# AIM OF THE TASK
Copy out every record line from the one containing "of the stone" down to the one containing "<point>182,308</point>", both included, keeping the requests unchanged. In the answers, shift each point coordinate by adding -19 to it.

# SUPPLIED INFORMATION
· · · · · · ·
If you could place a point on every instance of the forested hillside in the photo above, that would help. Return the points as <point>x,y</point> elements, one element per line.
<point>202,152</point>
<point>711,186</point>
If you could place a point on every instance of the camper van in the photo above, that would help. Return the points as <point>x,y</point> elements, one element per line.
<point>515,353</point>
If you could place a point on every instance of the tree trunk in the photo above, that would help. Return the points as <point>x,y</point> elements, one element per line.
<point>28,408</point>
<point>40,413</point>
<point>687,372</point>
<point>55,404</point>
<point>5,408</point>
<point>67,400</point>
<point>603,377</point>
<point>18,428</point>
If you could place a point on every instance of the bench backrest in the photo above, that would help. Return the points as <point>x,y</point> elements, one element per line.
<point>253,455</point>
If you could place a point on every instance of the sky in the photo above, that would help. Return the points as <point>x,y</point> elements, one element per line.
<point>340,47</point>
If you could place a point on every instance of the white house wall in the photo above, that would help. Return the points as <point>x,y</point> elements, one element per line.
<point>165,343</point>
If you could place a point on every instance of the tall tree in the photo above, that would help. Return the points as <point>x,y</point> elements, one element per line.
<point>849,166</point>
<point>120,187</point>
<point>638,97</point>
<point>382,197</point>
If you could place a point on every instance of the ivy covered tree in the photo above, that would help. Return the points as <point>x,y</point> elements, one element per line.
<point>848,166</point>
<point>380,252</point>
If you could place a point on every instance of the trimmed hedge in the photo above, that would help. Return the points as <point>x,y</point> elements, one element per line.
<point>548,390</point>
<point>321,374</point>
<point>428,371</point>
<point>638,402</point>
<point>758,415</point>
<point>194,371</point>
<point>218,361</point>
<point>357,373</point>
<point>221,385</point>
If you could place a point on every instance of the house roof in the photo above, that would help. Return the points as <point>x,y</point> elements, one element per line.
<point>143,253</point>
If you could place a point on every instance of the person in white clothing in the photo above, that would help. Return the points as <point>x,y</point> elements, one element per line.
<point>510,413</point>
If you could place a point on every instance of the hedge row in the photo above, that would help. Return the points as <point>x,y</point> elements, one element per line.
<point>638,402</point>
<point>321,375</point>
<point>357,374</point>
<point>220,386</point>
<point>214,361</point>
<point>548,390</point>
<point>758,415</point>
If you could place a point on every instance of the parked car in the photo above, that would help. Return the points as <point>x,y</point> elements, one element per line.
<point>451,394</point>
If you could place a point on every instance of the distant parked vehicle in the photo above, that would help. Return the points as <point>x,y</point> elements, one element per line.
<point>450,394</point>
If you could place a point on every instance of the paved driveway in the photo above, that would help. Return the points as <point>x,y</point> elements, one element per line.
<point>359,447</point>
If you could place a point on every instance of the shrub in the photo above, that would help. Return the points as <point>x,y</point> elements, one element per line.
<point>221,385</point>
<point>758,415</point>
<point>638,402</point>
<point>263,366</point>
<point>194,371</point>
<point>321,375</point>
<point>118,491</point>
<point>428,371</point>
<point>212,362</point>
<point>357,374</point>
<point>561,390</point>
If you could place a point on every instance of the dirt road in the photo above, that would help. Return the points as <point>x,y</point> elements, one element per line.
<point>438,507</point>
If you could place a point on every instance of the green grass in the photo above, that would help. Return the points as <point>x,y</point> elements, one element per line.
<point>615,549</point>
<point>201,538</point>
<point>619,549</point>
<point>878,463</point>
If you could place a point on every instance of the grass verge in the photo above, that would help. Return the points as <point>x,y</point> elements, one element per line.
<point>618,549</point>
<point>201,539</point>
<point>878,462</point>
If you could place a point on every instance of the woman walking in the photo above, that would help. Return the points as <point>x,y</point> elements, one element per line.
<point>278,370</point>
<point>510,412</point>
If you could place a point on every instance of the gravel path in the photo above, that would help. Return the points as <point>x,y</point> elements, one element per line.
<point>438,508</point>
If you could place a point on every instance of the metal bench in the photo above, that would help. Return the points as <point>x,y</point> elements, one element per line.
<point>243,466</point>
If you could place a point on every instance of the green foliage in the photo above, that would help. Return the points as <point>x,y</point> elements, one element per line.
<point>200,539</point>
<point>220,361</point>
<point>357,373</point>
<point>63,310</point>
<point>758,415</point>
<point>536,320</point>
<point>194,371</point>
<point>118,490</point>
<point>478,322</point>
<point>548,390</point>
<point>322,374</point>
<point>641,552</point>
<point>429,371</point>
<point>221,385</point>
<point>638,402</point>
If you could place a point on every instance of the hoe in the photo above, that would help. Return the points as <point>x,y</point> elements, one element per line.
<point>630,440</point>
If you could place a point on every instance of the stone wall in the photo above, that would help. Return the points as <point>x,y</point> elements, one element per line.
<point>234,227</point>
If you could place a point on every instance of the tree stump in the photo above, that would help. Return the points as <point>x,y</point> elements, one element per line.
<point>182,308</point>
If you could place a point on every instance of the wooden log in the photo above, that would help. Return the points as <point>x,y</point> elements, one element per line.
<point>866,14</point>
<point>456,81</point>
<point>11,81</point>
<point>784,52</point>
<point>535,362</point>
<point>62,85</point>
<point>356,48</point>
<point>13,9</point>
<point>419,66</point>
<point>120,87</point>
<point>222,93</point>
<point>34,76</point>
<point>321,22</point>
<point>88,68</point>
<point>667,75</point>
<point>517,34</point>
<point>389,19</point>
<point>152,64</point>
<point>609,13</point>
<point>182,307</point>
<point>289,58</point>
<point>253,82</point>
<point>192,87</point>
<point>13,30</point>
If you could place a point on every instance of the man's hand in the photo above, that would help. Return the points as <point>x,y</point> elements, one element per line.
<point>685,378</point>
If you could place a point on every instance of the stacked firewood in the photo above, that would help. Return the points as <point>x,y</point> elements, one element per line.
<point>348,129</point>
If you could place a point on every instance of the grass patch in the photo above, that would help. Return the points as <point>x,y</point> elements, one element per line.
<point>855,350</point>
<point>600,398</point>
· · · · · · ·
# ANSWER FOR THE TASK
If you could place a point on every instance of the stone wall in the photo above, that would help. Return the points as <point>x,y</point> elements, one element per line.
<point>215,208</point>
If you could place a point on every instance of the tree stump in the photo above, that would help. Return the points as <point>x,y</point> elements, one element per line.
<point>163,289</point>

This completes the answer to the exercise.